Required task A:
From the DEX incentive plan text, pull out the passage starting at "This is a way" and ending at "unsustainable token emissions.", word for word.
Required task B:
According to the DEX incentive plan text, for how long can CRV holders lock up their tokens as veCRV?

The Incentivization plan for our upcoming DEX

Liquidity farming: The Problem

Every protocol faces this problem while bootstrapping liquidity; to incentivize early liquidity, a protocol needs to distribute way more tokens for users to be early liquidity providers.

This is a way where a protocol distributes its tokens for a part of the liquidity the user has provided. When a protocol is new, a lot of tokens are distributed; that is how the current system works to attract liquidity.

When the protocol distributes large amounts of tokens, the apparent thing users, who get free tokens, do is - sell those tokens. Hence the token price is dumped, and the liquidity that a protocol gains comes at the price of the token dump. Many failed yield farming schemes have blown up due to unsustainable token emissions.

The liquidity would only stay until a certain tipping point where the users feel that the rewards they are getting are optimal, and then the liquidity starts to vanish as rewards decrease, resulting in the loss of the user base gradually. This is the case with the 2020 DeFi summer, where users/liquidity jumped from protocol to protocol, searching for higher yields. There was no long-term incentive for users to stay and provide liquidity.

Here’s an excellent example of the flywheel effects of the liquidity farming death spiral:


Reference: https://members.delphidigital.io/reports/an-alternative-implementation-of-vetoken-economics

The solution that Curve Finance came up with to incentivize long-term participants:

One such model that encourages longer-term liquidity and is an optimal design that aims to dilute mercenary capital and speculators while rewarding value additive and long-term oriented participants is the vote-escrowed implementation introduced by Curve Finance. This model allows CRV holders to lock up their tokens as vote-escrowed CRV (veCRV) for up to 4 years. The longer a user locks their CRV, the more veCRV they receive.

Source excerpt:
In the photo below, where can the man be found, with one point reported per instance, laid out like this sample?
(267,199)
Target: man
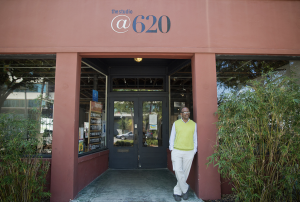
(183,147)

Task solution A:
This is a way where a protocol distributes its tokens for a part of the liquidity the user has provided. When a protocol is new, a lot of tokens are distributed; that is how the current system works to attract liquidity.

When the protocol distributes large amounts of tokens, the apparent thing users, who get free tokens, do is - sell those tokens. Hence the token price is dumped, and the liquidity that a protocol gains comes at the price of the token dump. Many failed yield farming schemes have blown up due to unsustainable token emissions.

Task solution B:
Up to 4 years.